Page excerpt —
----
An employer decides to dismiss an argumentative, insubordinate employee. Afterwards, the employee files a human rights complaint claiming she suffers from a mental disability that influenced her performance and therefore her dismissal amounted to discrimination based on that disability. The employer says, “Wait a minute, she never told us she was disabled, and she never asked for any form of accommodation”. She can’t raise all that after the fact, can she?
This is the basic scenario raised in a recent decision of the B..C. Human Rights Tribunal in a case called Mackenzie v. Jace Holdings.
Facts: The employer spoke to the employee multiple times about ‘insubordination’, and in particular the employee’s argumentative nature and moodiness in her dealings with supervisors. The employee went on ‘stress leave’ in the summer of 2009, and had advised a manager prior to this, that she suffered from depression. When she returned to work after 2 months’ leave, she again was argumentative, and the employer decided to dismiss her. At no time did the employee request accommodation or inform the employer that she believed her behaviour was related to a disability. She filed a human rights complaint alleging she was dismissed for reasons related to her mental or physical disability.
The B.C. Human Rights Code prohibits discrimination in employment on the basis of physical and mental disability. A doctor testified that the employee suffered from depression and an adjustment disorder, and that depression my cause a lose of insight regarding symptoms like irritability. However, this report was not provided to the employer prior to the dismissal, and the employer had no direct medical evidence explaining that the employee was disabled. As noted, the employee did not request accommodation.
The Tribunal began by noting that it is usually the responsibility of an employee to bring to the attention of the employer the need for accommodation of a disability. However, where the employer has “reason to suspect that a medical condition may be impacting the employee’s ability to work“, its failure to make inquiries regarding the employee’s health may constitute discrimination. That was the situation here:
It is evident that Ms. Mackenzie did not expressly seek any particular accommodation for her depression or other mental health issues. It is also clear that Thrifty’s, although it knew generally that Ms. Mackenzie was off on “stress leave” did not review her behaviour and seek to determine whether there was any component of her behaviour that could be explained by her mental health. Thrifty’s did not investigate whether Ms. Mackenzie had amental disability that impacted her behaviour…
At least three people at Thrifty’s (Lisa Trotter, Marlena and Kathy Mikkelsen) were aware that Ms. Mackenzie had mental health issues. Ms. Trotter was the person who made the decision to terminate Ms. Mackenzie’s employment. No effort appears to have been made by Thrifty’s to determine how Ms. Mackenzie’s disability affected her work performance or whether any accommodation may be required.
----
Raw data —
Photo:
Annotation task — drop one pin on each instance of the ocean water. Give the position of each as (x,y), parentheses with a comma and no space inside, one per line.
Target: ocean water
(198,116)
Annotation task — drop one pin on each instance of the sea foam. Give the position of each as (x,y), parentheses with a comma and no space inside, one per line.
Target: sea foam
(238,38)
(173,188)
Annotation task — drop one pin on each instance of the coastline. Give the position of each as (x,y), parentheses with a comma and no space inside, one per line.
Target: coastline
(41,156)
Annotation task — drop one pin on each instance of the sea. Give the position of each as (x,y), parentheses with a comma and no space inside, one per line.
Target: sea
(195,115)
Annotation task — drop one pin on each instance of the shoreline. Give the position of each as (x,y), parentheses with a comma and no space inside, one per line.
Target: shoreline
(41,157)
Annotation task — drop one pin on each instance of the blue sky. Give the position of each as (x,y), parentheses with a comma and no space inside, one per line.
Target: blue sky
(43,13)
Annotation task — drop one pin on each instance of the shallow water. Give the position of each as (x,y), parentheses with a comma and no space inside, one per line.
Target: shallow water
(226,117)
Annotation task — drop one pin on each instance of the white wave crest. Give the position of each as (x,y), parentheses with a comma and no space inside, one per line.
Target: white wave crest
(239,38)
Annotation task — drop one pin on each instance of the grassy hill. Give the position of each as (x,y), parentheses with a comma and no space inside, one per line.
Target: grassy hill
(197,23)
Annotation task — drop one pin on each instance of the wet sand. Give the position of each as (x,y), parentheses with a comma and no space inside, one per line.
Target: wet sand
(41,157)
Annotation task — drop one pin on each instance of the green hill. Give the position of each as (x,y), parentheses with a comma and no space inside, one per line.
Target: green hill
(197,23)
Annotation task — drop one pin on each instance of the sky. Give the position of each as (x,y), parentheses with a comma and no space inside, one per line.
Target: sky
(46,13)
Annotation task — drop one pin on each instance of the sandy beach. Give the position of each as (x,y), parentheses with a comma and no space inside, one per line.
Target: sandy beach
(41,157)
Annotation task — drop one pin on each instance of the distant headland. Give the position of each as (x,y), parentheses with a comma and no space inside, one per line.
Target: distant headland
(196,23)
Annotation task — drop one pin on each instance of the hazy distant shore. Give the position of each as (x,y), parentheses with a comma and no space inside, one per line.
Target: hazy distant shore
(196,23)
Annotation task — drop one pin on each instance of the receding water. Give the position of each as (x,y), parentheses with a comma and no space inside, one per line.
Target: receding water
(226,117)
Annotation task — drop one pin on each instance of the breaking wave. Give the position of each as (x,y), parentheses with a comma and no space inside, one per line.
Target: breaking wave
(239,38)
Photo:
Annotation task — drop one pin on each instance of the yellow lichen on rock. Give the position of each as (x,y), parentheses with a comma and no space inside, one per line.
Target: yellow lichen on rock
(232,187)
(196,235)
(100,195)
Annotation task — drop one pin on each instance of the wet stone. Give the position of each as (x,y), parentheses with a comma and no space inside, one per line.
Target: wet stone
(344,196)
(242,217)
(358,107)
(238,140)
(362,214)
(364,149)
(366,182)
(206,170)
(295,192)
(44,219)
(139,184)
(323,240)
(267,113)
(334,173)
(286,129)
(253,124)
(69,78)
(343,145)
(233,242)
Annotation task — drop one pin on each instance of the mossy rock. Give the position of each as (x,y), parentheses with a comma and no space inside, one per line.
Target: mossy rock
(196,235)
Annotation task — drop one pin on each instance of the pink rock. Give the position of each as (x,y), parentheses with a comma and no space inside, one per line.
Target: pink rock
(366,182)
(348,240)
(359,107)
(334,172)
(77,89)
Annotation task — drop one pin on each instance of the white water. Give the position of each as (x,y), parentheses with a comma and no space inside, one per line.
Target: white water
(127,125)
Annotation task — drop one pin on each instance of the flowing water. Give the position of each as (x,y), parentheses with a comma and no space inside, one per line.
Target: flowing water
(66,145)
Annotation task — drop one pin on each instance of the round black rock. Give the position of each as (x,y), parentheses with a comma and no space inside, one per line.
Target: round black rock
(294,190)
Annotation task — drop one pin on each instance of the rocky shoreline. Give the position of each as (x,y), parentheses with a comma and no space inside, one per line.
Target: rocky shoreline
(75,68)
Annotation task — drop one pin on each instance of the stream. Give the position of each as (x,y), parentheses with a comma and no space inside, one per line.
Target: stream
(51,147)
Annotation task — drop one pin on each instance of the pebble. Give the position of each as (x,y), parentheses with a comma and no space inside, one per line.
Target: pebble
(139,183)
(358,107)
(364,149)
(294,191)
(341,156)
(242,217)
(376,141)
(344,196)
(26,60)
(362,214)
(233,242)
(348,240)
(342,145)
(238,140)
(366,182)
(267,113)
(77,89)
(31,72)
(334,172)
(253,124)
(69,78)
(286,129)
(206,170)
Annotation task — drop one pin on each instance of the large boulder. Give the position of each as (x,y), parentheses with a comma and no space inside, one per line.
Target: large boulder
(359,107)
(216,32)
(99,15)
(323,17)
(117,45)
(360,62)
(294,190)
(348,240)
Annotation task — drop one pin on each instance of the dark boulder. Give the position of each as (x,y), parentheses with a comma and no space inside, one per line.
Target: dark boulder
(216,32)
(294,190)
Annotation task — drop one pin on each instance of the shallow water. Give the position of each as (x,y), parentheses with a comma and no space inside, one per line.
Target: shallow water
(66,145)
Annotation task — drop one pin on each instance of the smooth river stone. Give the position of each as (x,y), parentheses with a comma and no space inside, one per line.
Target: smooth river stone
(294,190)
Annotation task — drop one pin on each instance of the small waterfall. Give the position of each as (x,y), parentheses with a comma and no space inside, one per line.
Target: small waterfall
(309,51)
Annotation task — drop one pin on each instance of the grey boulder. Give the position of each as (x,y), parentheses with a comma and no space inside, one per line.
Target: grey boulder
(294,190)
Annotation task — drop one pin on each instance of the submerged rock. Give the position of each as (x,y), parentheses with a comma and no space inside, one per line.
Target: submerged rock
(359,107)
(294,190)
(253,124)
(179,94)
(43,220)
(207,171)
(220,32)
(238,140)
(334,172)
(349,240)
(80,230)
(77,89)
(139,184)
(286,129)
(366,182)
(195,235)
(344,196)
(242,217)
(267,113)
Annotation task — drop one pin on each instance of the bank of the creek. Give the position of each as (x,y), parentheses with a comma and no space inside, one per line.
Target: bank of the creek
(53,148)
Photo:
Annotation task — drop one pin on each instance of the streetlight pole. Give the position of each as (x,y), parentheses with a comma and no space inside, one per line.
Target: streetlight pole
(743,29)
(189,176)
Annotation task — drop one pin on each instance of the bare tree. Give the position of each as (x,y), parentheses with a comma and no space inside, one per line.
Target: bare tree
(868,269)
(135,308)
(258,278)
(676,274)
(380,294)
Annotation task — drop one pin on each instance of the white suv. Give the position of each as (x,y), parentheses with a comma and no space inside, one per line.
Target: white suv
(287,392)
----
Instructions for the task — Continue the write-up on the Mackenzie v. Jace Holdings disability discrimination ruling, starting after its last sentence.

Task output —
The employer argued that taking orders from management is a bona fide occupational requirement of the job, but that argument failed because the employer led no evidence that it explored the possibility of accommodating the employee’s disability, which it should have suspected given the employee’s recent stress leave, and her admission to management that she suffered from depression.
Conclusion: The employer discriminated against the employee on the basis of disability by dismissing her without first making inquiries into whether accommodation was needed, and considering possible accommodation. The employer was ordered to pay lost wages from the date of dismissal to the date (about 6 months later) when the employee returned to school, as well as $5000 for injury to dignity.
Questions for Discussion
Do you think that it is fair to require the employer to ask employees if they require accommodation when the employee has not suggested that accommodation is necessary or that poor job performance is due to a disability?
Does the decision make clear to you when the duty of an employer to make inquiries about possible disabilities and accommodation kicks in?
Do you think that it is easy or difficult for an employer to recognize when the duty applies?